**Data excerpts:**
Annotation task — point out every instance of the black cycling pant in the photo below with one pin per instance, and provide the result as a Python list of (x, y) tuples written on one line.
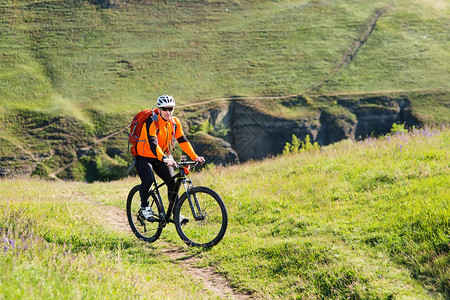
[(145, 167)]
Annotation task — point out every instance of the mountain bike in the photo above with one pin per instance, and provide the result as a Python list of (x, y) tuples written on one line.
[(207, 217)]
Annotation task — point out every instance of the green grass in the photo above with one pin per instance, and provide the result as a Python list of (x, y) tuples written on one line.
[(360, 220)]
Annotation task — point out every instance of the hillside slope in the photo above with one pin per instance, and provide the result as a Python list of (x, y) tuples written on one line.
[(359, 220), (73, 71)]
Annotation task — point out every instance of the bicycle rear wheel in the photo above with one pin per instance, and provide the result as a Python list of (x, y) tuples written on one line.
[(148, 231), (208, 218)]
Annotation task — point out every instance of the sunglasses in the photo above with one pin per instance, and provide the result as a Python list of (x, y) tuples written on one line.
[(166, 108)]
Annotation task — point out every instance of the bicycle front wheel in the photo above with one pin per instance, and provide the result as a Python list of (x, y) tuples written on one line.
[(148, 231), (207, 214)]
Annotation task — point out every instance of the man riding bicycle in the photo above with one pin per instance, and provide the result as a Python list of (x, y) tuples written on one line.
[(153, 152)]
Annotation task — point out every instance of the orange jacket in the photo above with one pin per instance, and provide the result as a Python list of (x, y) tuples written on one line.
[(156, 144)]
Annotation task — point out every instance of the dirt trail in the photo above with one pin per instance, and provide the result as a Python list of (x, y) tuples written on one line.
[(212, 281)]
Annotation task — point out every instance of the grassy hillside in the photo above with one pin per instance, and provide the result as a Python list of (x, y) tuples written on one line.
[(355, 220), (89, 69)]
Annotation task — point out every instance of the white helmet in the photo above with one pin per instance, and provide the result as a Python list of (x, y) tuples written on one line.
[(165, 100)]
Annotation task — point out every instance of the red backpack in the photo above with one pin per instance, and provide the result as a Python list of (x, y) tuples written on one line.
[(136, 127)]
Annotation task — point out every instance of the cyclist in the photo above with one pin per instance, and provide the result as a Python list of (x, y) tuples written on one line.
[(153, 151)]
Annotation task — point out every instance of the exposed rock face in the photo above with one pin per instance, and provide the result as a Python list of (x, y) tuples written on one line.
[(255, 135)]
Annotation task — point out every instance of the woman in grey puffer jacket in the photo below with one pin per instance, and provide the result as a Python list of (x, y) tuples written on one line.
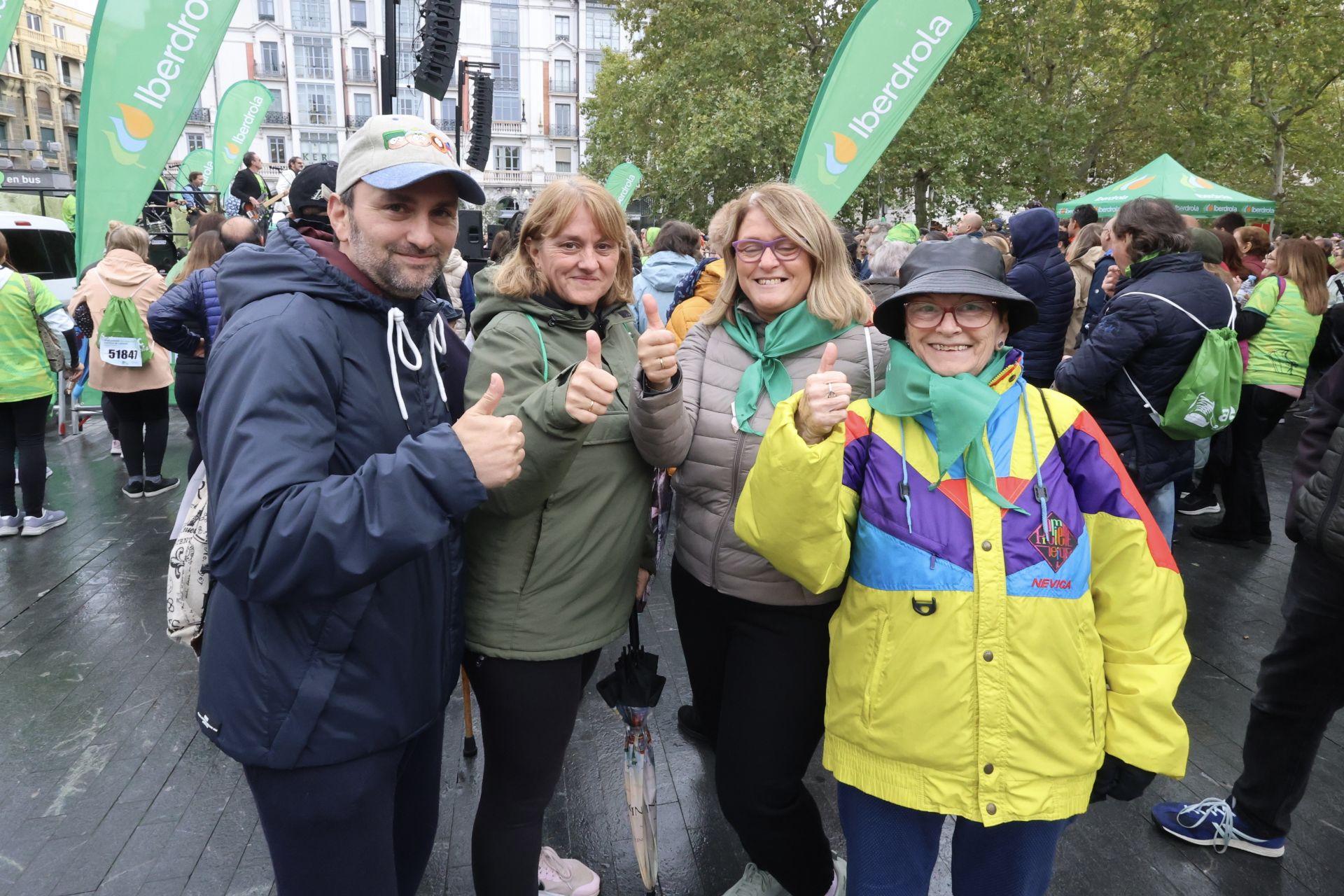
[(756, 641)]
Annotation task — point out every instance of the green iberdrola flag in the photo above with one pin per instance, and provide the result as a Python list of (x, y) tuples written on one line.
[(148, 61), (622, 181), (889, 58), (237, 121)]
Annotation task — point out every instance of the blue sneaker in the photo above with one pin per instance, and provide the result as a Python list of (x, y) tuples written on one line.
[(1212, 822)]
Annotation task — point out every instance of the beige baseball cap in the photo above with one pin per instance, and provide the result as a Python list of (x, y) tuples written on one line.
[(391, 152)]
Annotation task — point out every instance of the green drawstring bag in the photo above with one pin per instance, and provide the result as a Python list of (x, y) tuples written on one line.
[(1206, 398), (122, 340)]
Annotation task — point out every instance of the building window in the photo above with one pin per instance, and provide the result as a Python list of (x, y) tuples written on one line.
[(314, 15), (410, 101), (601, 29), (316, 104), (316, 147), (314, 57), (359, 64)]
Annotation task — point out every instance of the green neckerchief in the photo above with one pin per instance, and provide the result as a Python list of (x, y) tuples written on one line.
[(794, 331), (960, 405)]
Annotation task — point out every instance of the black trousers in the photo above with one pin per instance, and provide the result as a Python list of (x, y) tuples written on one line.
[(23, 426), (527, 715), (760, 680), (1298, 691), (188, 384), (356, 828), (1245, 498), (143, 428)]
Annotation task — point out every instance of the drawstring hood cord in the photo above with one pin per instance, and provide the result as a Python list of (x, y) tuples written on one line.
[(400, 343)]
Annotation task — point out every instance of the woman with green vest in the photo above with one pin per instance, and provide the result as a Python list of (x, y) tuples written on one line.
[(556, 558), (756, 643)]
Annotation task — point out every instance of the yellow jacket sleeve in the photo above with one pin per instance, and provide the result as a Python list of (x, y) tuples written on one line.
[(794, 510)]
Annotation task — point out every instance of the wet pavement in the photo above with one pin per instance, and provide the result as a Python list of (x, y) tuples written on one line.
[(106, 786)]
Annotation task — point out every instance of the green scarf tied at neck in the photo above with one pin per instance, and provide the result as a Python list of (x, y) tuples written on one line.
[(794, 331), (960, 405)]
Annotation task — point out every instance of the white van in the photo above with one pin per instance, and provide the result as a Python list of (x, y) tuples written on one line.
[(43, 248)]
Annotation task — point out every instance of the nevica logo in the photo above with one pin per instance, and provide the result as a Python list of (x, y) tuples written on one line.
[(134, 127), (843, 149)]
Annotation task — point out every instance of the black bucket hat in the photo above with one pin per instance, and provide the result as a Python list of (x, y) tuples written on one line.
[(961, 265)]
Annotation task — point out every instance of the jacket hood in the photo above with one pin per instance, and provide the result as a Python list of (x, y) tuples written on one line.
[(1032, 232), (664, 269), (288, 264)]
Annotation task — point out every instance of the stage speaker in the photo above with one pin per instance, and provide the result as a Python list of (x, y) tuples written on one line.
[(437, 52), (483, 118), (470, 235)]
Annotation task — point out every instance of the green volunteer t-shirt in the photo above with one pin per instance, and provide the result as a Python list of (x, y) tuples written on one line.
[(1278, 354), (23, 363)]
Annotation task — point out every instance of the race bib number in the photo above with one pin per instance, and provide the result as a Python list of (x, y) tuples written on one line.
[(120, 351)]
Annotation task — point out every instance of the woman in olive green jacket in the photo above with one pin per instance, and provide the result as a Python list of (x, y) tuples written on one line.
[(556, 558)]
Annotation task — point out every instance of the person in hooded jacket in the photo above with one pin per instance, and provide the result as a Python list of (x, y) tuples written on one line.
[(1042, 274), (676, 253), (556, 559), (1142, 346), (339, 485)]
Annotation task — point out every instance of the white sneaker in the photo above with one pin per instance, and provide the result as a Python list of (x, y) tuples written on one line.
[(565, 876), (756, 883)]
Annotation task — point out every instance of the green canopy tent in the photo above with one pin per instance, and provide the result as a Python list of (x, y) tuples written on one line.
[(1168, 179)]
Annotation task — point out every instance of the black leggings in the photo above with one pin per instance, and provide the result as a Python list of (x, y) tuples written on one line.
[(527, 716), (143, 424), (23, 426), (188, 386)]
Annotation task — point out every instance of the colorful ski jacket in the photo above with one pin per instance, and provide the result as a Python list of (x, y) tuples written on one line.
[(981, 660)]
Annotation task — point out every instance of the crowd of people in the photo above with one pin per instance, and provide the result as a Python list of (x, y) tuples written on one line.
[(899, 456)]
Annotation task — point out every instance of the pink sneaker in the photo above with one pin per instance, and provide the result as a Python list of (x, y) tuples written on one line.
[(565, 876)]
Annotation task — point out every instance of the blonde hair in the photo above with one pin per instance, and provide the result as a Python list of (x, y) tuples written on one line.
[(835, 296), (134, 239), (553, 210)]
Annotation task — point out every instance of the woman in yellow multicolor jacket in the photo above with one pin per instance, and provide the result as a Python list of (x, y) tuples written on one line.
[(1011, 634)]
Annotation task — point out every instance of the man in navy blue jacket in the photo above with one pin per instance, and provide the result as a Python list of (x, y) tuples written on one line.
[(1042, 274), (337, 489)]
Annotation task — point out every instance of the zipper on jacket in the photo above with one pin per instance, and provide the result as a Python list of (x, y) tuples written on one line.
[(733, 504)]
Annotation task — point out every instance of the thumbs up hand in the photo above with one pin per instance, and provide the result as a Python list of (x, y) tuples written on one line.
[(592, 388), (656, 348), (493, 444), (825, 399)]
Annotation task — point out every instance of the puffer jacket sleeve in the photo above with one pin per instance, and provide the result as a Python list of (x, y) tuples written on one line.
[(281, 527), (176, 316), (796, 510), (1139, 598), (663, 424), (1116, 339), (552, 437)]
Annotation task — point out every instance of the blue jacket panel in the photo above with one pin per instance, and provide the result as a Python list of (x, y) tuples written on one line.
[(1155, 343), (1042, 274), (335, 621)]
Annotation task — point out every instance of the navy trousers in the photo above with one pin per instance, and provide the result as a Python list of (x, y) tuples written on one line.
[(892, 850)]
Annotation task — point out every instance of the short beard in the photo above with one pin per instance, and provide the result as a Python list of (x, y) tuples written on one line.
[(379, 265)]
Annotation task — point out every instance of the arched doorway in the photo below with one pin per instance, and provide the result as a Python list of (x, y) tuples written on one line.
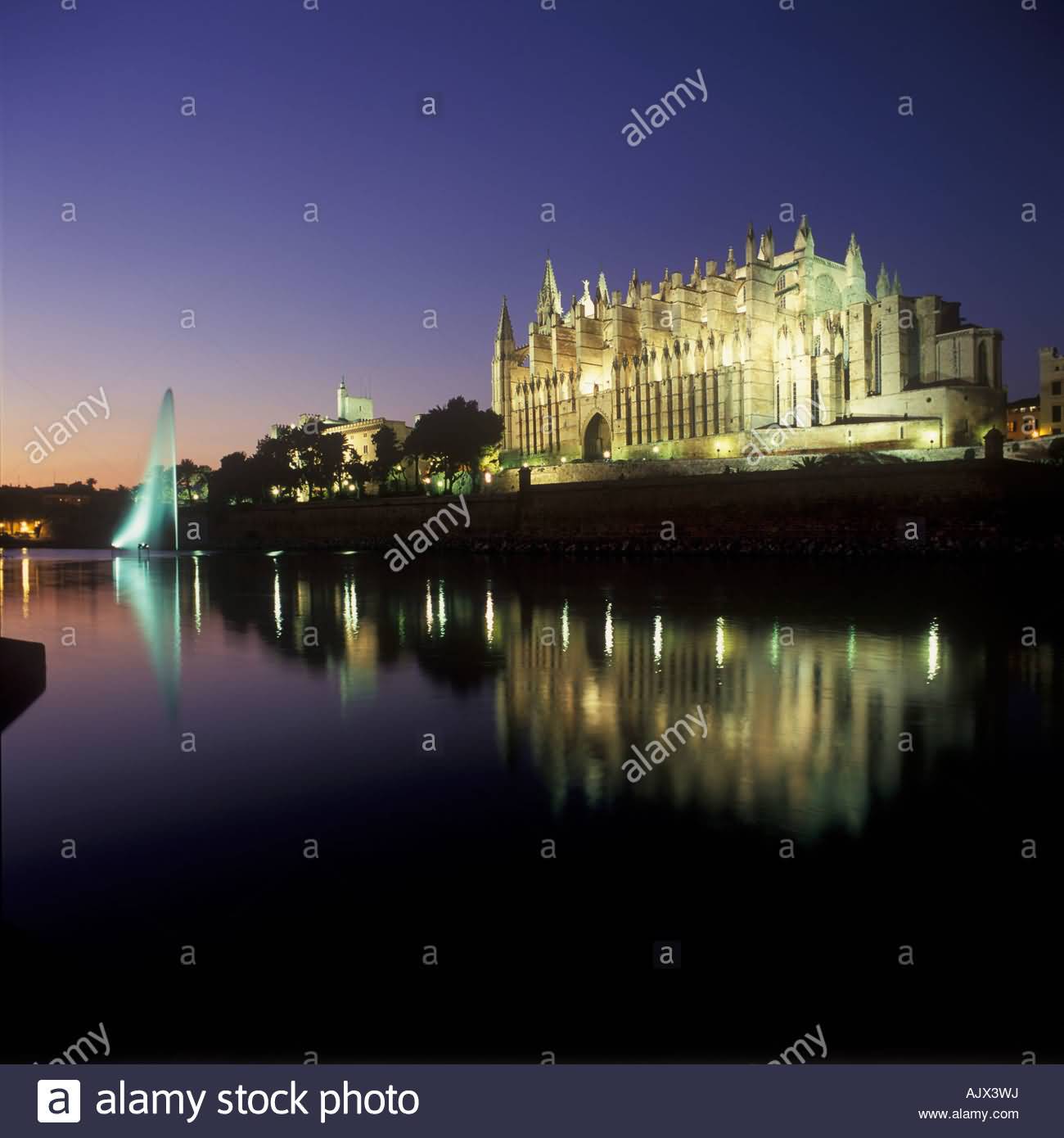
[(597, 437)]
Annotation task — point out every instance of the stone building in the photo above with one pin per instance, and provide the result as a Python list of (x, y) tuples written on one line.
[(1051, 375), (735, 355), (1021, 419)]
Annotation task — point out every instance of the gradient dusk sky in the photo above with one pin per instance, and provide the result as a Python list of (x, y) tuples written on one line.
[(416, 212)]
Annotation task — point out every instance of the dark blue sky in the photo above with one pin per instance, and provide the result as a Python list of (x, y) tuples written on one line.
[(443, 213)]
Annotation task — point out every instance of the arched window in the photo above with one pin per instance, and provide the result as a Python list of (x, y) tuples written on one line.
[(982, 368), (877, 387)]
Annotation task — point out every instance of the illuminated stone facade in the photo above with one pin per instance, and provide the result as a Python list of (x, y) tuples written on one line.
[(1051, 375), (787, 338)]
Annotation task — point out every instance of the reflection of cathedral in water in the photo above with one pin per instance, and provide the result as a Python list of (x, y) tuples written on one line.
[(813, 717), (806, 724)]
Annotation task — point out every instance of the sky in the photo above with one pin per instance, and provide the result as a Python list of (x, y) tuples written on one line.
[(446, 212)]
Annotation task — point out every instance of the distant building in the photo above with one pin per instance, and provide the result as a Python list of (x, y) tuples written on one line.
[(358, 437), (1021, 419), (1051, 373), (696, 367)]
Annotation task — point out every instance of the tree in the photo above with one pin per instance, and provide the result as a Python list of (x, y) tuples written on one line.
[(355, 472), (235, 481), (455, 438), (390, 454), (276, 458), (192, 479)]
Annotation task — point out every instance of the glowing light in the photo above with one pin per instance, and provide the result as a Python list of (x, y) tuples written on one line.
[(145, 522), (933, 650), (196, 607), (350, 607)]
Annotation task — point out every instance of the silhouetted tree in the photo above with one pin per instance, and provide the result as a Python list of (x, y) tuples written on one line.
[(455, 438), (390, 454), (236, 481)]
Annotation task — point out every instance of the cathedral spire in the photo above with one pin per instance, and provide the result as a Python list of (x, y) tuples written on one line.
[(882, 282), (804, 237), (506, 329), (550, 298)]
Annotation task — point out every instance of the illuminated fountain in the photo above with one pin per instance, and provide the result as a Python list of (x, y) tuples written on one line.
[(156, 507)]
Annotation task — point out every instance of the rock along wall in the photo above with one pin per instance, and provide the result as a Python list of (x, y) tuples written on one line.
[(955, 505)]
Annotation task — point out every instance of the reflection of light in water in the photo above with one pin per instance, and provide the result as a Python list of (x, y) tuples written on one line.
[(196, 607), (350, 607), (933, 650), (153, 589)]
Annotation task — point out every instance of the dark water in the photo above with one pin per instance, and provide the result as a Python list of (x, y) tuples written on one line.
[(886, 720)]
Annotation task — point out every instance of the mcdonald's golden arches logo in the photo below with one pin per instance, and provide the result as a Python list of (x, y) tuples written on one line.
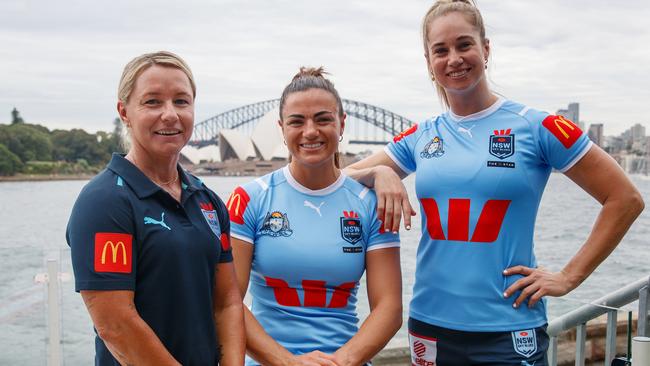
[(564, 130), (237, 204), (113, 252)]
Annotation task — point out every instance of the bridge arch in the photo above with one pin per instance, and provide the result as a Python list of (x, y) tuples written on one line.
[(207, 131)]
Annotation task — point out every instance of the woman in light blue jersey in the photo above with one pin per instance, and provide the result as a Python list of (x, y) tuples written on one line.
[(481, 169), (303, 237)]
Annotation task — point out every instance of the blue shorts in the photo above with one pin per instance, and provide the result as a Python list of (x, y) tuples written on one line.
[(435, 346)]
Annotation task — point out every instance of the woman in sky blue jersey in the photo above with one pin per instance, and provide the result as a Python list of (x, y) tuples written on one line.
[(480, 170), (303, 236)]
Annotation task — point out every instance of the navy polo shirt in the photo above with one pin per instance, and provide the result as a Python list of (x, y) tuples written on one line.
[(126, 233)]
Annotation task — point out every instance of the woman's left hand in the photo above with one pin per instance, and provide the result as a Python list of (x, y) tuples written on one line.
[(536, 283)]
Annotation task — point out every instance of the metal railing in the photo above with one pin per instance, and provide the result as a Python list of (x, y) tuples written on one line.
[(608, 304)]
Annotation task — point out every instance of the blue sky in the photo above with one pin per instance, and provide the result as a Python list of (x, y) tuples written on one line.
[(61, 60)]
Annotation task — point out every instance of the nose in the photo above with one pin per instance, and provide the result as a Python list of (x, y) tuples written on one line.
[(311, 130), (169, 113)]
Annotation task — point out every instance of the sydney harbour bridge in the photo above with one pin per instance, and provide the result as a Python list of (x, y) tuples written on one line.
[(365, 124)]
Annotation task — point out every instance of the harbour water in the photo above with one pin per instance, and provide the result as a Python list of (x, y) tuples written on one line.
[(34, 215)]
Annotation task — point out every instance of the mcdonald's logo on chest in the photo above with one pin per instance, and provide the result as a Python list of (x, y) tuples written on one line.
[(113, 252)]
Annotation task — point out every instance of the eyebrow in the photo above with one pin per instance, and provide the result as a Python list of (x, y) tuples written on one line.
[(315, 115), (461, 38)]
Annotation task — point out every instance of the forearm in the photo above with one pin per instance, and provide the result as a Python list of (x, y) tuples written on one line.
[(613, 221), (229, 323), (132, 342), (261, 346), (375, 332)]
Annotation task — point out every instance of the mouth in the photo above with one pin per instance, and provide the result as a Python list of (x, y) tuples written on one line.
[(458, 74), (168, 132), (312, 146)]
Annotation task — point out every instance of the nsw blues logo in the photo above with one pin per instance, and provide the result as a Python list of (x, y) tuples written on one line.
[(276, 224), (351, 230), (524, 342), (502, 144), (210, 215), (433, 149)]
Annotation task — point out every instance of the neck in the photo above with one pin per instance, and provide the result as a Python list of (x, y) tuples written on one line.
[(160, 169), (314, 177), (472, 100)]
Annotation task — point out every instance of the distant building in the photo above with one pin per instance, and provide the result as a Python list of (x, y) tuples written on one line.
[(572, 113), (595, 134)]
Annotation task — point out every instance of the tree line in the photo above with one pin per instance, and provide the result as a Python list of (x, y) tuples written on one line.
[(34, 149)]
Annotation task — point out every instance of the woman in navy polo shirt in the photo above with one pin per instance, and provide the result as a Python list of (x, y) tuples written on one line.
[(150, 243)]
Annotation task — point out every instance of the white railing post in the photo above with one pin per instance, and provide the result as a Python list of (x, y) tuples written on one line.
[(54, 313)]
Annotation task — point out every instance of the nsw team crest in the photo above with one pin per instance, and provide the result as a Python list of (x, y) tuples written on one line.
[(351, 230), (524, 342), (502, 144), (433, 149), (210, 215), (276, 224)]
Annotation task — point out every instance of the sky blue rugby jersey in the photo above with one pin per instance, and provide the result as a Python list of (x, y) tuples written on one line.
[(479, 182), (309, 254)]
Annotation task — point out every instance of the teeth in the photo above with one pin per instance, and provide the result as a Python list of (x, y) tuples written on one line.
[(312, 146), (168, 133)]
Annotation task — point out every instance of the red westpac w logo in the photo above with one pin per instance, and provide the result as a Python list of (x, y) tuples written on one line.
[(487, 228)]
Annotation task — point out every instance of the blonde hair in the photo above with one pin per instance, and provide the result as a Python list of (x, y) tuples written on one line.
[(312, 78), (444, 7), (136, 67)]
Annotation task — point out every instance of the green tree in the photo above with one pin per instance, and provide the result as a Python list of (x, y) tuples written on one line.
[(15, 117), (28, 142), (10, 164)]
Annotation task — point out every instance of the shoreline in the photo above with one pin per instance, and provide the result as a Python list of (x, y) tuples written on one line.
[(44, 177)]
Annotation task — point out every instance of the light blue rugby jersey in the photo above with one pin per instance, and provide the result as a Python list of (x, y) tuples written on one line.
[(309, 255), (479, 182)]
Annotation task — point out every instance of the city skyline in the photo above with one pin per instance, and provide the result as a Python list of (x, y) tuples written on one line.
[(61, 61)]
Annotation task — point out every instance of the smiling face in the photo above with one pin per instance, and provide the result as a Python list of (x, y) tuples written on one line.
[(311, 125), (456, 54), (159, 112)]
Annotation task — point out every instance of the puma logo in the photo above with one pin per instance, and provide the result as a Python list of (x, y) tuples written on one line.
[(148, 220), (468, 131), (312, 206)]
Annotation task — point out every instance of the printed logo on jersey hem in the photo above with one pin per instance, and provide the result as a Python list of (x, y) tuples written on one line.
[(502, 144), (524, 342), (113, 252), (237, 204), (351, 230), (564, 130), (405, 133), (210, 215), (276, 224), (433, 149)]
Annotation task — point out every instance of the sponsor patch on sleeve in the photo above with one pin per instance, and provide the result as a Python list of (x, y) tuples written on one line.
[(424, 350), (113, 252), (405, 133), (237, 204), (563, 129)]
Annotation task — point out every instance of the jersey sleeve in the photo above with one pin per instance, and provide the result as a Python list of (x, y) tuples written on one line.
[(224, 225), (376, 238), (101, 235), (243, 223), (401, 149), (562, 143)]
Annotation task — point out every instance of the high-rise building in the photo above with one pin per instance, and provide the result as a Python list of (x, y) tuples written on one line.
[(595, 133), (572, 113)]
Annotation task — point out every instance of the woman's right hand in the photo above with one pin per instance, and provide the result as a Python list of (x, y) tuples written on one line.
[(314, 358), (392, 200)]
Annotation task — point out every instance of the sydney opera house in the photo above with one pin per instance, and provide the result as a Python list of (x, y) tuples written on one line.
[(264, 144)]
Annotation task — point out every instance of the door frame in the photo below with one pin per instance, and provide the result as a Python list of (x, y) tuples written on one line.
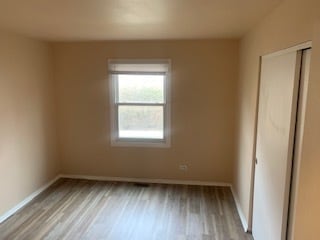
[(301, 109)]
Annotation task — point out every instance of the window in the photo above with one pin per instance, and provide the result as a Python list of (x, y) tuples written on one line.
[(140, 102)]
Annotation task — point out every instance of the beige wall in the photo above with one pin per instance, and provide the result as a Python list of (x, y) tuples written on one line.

**What you need to do:**
Present the records from the line containing "Annotation task — point out every instance of the man in" through the line containing "[(1042, 274), (337, 489)]", both included, as a Markdown table with the columns Row and Line, numbering each line in Row, putting its text in Line, and leaving out any blank lines.

**The reply:**
| Row | Line |
|---|---|
| 1 | Annotation task — point out every instance of the man in navy blue jacket in the photo above with one pin per instance, and provide the result as a Python list of (x, y) tuples written on one line. |
| 2 | [(1042, 274), (337, 489)] |